▶ [GOAL] State how many lines in the rows below contain the string "dress". Give only the number.

— BEGIN EXERCISE MATERIAL —

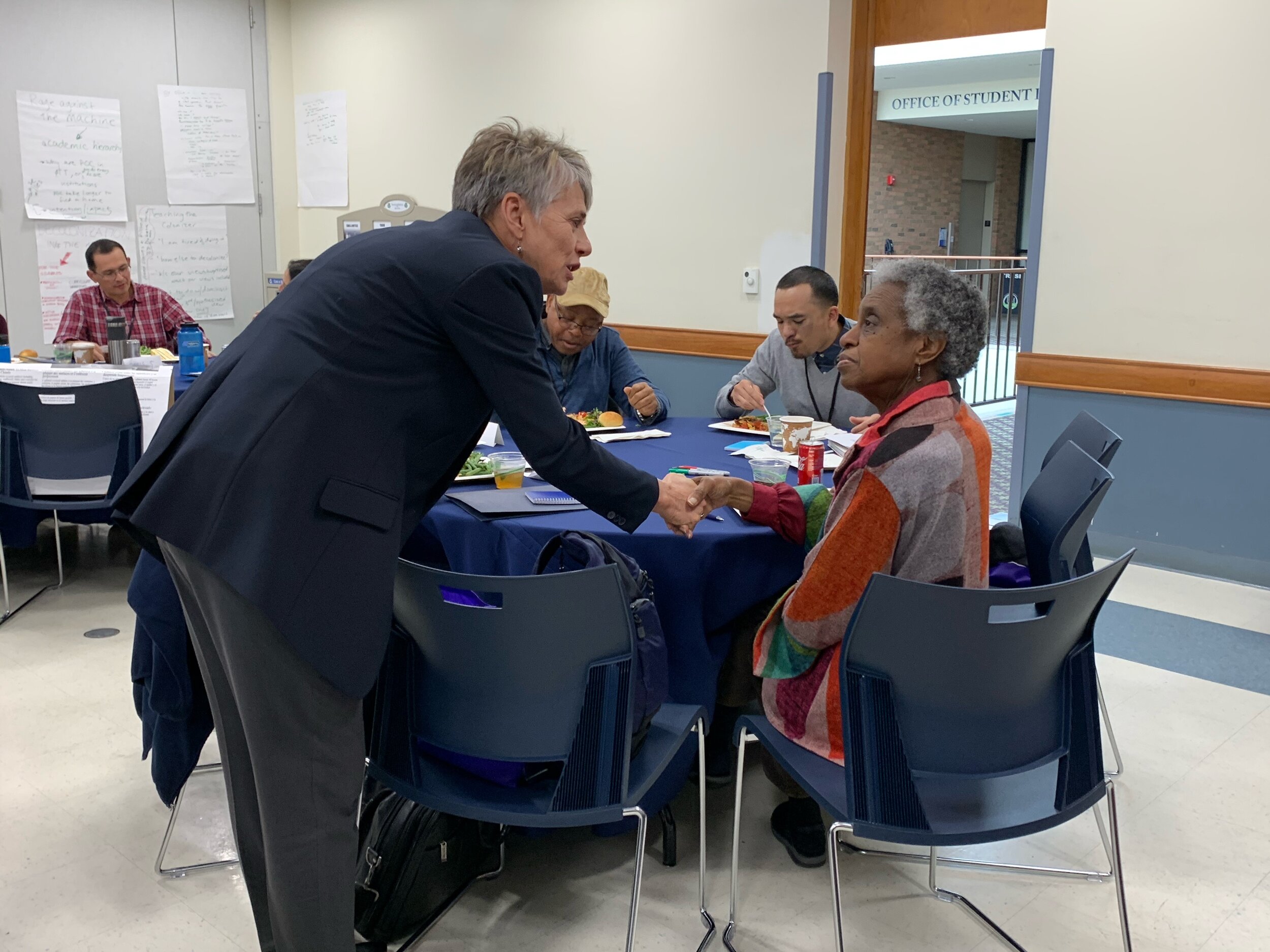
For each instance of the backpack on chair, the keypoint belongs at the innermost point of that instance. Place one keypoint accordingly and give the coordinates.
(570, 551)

— END EXERCISE MATERIAL —
— BEGIN EXERCISE MATERIAL —

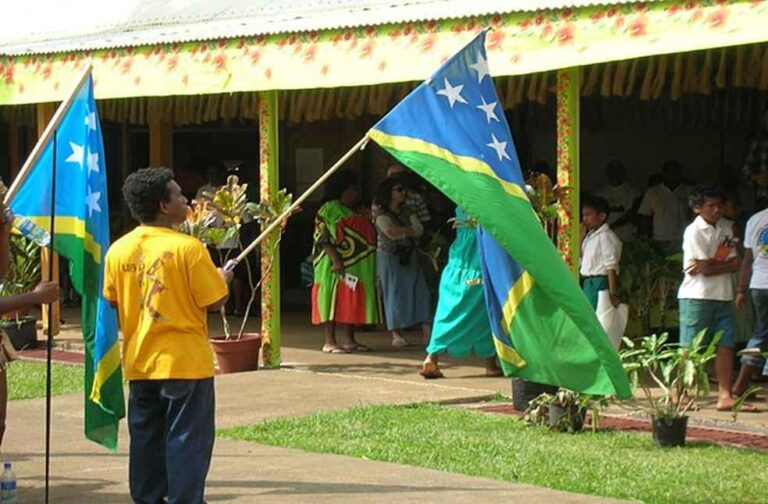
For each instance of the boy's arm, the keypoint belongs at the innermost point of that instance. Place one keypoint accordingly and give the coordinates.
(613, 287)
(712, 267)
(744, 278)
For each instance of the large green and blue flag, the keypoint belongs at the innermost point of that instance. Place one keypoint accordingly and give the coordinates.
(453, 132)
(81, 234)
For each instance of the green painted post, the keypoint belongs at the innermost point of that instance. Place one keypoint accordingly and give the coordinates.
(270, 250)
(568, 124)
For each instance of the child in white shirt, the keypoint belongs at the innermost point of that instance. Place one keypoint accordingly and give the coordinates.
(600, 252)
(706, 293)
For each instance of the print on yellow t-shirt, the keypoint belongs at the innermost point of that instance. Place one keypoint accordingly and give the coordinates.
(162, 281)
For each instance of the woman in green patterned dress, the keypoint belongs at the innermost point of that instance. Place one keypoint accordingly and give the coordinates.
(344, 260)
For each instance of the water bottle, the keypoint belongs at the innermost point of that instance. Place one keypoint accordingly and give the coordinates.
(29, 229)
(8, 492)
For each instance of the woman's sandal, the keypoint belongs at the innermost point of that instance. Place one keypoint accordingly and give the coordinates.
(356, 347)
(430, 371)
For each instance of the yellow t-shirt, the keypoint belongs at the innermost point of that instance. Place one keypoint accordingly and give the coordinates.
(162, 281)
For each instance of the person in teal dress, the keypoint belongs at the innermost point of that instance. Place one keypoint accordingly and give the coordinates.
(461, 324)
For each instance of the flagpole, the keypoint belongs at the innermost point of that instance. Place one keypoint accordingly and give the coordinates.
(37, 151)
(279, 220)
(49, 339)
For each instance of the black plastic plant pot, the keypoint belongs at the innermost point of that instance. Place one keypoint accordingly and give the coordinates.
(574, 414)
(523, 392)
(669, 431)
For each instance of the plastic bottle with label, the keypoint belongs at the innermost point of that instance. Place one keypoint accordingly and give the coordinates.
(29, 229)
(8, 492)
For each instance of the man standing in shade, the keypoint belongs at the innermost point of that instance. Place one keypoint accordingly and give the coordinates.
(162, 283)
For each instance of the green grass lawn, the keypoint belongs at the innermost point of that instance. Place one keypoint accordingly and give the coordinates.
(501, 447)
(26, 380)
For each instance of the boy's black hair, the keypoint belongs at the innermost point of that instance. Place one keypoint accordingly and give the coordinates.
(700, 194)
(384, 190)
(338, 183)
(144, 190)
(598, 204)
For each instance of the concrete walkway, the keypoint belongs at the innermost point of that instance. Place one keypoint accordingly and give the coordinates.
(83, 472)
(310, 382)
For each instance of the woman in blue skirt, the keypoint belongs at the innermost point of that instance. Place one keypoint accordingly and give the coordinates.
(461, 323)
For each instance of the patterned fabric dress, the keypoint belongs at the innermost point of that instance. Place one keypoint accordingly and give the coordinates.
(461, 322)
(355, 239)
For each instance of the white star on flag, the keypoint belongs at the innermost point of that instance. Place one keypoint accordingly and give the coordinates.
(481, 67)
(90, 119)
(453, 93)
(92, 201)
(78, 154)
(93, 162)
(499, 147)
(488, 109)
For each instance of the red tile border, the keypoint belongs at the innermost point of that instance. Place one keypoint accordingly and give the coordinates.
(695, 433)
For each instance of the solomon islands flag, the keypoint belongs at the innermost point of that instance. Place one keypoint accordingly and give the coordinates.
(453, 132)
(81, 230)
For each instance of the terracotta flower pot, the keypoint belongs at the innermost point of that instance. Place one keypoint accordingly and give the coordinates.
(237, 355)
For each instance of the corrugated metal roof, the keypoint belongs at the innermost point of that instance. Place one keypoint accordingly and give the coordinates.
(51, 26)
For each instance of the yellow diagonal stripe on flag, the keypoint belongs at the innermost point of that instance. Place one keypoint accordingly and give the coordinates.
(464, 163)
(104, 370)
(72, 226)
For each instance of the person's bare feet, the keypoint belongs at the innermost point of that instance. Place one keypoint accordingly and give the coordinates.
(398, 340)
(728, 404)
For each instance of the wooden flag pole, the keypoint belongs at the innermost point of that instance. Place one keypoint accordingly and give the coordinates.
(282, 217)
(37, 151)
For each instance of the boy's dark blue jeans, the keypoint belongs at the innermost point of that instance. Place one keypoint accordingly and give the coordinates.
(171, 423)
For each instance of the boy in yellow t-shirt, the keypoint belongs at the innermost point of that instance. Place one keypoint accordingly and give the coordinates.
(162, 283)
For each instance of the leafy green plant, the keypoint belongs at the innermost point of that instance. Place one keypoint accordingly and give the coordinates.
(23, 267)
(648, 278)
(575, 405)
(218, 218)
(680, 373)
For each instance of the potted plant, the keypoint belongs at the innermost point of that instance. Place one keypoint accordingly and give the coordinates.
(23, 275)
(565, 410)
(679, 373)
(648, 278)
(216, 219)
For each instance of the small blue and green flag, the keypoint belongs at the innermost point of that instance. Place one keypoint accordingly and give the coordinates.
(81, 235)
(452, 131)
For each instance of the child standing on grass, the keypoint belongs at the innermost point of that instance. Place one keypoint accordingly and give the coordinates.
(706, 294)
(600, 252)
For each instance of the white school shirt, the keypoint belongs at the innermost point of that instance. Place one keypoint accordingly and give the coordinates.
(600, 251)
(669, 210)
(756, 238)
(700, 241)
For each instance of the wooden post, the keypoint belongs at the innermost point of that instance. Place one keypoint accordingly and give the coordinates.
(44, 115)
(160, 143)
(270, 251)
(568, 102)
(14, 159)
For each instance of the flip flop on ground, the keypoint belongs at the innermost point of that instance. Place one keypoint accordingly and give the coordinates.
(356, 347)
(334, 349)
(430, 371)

— END EXERCISE MATERIAL —

▶ [TASK ANSWER] 3